##### Source document
THE MORPHOREGULATOR HYPOTHESIS
We can now sketch a hypothesis framed to answer these questions. As originally proposed, it was called the regulator hypothesis and was formulated mainly around CAMs. It will be extended here to cover all morphoregulatory molecules and in recognition of this will be called the morphoregulator hypothesis. I will first give an overview of its major tenets taking heed of the summary just presented, and then describe the salient details.
We may conclude from our summary that there are four main tasks in formulating an adequate hypothesis. The first is to account for the epigenetic component of morphogenesis in terms of cellular processes. The second is to identify those regulatory and structural genes that are chiefly responsible for the genetic component of pattern formation and morphogenesis. The third is to link the epigenetic and genetic components in order to provide a signal path both to these regulatory genes and to the regulatory genes governing histodifferentiation. These three tasks are the concern of this chapter. The fourth task is to explain how particular combinations and responses of two kinds of regulatory genes in a phenotype can give rise during evolution to a particular animal form in a species. This will be considered in the next chapter which discusses the evolutionary question.
According to the morphoregulator hypothesis the epigenetic component of morphogenesis comes from the three driving force processes that assure the presence of cells in a sufficient number--cells that are capable of movement in certain states and that are subject to selective removal by death. All of these processes-cell division, movement and death--depend upon the action or removal of mechanochemical factors and, in addition to their particular detailed consequences at a particular place and time, their exercise has mechanical consequences that alter form at the scale of both cells and tissues.
Regulation of these driving force processes comes from the processes of adhesion and induction. According to the hypothesis, the major genetic aspects of morphogenesis result from the interaction of these two regulatory processes, as mediated by gene products we have called morphoregulatory molecules. Under cell control morphoregulatory molecules are capable of promoting cell-cell adhesion, causing epithelial-mesenchymal transformation, and providing substrate pathways for cell movement.
##########
##### Information shown
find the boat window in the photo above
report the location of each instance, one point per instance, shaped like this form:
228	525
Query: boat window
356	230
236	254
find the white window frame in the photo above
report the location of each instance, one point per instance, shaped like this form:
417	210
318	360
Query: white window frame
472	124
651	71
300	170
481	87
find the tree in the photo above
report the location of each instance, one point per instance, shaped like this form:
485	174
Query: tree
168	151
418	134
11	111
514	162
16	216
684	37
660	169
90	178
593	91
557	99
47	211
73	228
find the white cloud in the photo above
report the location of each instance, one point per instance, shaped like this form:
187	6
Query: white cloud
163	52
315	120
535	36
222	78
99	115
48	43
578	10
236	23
##########
In the passage on the morphoregulator hypothesis, rewrite the part from "Regulation of these" up to and including "for cell movement.", substituting "cohesion" for "adhesion" each time it appears.

Regulation of these driving force processes comes from the processes of cohesion and induction. According to the hypothesis, the major genetic aspects of morphogenesis result from the interaction of these two regulatory processes, as mediated by gene products we have called morphoregulatory molecules. Under cell control morphoregulatory molecules are capable of promoting cell-cell cohesion, causing epithelial-mesenchymal transformation, and providing substrate pathways for cell movement.